*TASK BRIEF*
Among the lines of the records, please find those that contain the word "like" and copy them.

*MATERIAL SHOWN*
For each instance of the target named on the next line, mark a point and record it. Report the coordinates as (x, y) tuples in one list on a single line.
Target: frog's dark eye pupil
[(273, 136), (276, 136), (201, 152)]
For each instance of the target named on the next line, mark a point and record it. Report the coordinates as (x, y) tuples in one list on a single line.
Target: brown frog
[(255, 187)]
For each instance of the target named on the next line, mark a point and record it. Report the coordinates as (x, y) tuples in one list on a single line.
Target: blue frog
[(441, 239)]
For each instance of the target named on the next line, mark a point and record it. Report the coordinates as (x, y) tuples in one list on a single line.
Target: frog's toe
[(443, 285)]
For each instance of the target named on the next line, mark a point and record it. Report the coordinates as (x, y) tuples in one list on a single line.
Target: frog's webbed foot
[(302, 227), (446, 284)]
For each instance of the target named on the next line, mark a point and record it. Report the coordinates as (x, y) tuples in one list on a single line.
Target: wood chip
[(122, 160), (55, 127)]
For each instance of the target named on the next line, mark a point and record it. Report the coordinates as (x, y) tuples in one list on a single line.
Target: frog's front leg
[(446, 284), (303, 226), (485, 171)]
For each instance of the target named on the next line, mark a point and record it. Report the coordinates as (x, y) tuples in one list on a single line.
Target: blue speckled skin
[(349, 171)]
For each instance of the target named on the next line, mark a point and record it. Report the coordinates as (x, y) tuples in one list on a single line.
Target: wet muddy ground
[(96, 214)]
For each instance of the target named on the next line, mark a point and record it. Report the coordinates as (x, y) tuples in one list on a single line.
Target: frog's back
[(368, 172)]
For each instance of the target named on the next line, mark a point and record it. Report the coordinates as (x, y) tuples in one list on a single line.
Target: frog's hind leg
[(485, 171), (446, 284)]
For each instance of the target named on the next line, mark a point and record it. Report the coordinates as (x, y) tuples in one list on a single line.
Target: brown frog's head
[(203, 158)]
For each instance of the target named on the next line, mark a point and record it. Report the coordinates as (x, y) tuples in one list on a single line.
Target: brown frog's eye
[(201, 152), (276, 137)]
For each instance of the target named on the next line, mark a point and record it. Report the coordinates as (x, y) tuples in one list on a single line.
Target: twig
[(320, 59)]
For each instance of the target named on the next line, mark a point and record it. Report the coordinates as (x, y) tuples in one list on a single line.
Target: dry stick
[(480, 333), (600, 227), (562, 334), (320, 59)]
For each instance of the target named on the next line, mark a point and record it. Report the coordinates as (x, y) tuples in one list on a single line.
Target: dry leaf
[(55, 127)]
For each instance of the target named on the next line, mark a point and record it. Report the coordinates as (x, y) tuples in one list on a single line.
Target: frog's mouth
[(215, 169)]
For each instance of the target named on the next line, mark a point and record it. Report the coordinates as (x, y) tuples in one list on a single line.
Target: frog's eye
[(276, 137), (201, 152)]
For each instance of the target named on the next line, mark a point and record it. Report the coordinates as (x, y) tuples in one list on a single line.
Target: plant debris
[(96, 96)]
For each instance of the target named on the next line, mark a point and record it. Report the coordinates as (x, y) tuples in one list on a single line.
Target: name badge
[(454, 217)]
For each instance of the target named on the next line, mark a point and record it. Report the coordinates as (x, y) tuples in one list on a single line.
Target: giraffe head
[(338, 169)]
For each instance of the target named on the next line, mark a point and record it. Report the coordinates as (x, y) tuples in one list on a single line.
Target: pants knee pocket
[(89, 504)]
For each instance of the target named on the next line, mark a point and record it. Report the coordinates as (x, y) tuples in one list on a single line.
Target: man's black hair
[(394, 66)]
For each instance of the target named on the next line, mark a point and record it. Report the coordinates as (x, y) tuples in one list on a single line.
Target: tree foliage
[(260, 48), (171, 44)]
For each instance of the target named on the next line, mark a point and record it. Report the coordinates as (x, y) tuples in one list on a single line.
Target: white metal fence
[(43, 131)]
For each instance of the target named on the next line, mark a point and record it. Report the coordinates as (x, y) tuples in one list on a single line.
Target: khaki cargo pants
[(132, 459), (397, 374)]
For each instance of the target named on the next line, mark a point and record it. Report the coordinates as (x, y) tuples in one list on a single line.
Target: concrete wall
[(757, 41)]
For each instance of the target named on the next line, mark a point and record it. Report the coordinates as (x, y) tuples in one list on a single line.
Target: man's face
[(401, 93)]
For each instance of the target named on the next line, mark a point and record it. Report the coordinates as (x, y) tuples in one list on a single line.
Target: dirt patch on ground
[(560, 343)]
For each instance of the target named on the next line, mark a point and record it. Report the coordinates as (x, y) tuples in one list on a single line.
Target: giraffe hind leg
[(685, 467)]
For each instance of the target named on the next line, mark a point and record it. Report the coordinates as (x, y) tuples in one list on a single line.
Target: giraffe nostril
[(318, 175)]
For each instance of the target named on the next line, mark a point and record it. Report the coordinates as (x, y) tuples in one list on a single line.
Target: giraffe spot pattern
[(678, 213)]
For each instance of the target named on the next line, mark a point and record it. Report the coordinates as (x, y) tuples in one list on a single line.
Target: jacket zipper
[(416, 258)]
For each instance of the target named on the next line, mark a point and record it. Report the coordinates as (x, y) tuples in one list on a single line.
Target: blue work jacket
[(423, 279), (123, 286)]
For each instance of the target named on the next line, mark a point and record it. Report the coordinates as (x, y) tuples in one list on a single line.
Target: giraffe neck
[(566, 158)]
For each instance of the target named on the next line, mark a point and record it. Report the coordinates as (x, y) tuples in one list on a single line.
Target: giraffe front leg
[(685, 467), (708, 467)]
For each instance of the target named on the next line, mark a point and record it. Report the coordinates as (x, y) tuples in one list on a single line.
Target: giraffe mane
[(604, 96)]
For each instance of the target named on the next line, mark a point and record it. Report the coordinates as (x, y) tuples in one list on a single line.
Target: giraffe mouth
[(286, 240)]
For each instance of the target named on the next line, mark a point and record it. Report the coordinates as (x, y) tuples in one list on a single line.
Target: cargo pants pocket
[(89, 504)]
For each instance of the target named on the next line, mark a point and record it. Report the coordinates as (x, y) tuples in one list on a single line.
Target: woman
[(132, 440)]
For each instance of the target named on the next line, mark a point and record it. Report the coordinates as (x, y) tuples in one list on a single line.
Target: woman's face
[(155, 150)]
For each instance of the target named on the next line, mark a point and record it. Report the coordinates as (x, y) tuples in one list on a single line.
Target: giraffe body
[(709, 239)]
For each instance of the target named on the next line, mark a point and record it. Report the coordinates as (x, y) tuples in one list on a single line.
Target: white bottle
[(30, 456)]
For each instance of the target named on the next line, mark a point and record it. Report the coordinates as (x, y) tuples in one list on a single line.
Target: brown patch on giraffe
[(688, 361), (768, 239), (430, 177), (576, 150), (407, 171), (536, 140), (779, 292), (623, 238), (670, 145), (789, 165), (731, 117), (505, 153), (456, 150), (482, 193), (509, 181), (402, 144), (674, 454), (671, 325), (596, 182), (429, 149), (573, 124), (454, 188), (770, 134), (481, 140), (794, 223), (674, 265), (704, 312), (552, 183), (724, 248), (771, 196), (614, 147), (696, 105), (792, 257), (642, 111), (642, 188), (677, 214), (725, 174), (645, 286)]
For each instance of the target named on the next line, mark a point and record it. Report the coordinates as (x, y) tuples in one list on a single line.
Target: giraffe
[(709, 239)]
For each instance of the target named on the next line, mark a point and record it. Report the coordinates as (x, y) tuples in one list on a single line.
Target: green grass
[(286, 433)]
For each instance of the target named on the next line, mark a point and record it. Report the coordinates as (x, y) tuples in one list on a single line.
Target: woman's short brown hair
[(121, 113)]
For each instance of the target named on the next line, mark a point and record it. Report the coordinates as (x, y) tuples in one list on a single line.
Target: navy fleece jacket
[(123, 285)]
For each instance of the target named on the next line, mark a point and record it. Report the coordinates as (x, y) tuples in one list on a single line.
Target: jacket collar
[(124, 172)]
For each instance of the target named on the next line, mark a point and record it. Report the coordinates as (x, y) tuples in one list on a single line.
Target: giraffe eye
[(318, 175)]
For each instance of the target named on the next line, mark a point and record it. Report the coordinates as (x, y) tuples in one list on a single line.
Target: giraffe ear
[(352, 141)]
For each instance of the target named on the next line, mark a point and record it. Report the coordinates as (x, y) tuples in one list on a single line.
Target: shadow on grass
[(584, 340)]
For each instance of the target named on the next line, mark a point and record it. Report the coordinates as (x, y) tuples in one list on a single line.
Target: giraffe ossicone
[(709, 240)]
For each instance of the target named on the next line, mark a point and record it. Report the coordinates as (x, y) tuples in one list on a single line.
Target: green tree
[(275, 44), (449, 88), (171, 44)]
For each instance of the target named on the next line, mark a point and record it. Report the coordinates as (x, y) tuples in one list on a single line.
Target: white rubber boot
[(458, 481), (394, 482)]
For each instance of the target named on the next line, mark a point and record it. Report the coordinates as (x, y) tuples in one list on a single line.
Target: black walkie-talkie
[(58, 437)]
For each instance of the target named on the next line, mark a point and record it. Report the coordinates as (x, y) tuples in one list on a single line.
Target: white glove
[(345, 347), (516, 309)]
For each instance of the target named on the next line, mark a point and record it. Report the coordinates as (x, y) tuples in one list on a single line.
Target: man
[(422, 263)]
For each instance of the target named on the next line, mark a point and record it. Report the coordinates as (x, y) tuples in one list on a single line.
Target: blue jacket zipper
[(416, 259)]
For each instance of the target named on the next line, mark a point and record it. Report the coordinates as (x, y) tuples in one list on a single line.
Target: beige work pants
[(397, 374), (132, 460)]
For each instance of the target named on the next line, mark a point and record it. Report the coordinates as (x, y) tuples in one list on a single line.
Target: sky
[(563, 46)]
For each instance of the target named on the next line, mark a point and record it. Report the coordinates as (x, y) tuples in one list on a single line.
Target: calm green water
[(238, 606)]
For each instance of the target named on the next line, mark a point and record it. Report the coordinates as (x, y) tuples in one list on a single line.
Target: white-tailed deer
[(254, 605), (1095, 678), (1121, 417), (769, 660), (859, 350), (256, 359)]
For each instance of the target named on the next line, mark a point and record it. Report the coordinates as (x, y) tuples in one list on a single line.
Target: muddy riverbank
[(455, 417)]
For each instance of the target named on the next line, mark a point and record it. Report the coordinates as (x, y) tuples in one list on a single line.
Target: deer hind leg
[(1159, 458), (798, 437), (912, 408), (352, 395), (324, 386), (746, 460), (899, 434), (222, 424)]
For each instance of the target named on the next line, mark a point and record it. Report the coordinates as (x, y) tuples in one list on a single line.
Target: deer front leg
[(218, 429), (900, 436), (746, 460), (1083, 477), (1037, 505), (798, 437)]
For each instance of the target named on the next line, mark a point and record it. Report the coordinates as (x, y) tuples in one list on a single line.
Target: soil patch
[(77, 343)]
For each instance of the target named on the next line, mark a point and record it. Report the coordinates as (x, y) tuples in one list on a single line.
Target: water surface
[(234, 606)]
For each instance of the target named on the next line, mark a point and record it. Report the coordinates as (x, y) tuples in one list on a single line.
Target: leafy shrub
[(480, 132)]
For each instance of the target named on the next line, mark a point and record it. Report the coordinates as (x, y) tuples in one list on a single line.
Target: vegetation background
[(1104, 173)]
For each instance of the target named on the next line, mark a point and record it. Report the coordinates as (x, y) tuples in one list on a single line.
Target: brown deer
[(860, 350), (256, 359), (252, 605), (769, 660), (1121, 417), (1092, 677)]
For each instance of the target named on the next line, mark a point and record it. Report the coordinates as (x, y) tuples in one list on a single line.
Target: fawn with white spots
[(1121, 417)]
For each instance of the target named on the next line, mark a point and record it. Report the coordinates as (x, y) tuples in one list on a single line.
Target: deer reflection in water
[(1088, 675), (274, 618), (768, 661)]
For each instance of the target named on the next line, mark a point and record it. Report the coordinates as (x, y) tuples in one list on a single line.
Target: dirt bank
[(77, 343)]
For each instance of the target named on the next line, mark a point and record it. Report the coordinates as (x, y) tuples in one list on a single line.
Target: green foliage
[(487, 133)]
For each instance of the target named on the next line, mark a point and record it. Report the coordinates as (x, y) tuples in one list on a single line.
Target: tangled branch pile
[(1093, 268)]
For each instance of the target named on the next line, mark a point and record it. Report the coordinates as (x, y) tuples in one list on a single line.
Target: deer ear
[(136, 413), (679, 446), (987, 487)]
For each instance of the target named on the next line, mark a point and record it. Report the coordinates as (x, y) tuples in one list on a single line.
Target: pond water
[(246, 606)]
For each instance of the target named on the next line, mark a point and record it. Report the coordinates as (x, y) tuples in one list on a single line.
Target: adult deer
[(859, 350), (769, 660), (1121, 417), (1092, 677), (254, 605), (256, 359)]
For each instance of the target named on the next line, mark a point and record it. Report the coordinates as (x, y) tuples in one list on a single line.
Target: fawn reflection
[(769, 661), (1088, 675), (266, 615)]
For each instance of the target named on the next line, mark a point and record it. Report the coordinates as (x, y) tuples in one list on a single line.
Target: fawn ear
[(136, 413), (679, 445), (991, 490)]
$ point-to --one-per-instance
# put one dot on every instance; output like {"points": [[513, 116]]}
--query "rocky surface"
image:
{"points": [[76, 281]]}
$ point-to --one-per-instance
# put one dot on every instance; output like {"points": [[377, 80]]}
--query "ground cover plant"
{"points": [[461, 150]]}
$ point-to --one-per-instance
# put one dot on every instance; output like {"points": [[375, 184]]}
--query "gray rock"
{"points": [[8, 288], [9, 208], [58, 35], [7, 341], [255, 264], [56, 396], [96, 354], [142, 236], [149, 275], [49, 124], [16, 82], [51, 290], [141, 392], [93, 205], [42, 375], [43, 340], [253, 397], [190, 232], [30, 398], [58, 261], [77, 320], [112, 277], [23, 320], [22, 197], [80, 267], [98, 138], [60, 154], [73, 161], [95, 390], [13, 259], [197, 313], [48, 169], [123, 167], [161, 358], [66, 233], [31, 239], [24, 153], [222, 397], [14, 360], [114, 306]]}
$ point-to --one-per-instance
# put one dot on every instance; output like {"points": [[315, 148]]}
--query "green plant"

*ANSWER SPACE*
# put one dot on every instance; output like {"points": [[513, 116]]}
# put one dot on every instance; output like {"points": [[377, 80]]}
# put one dot on every instance; output like {"points": [[375, 184]]}
# put one dot on every instance; output like {"points": [[315, 148]]}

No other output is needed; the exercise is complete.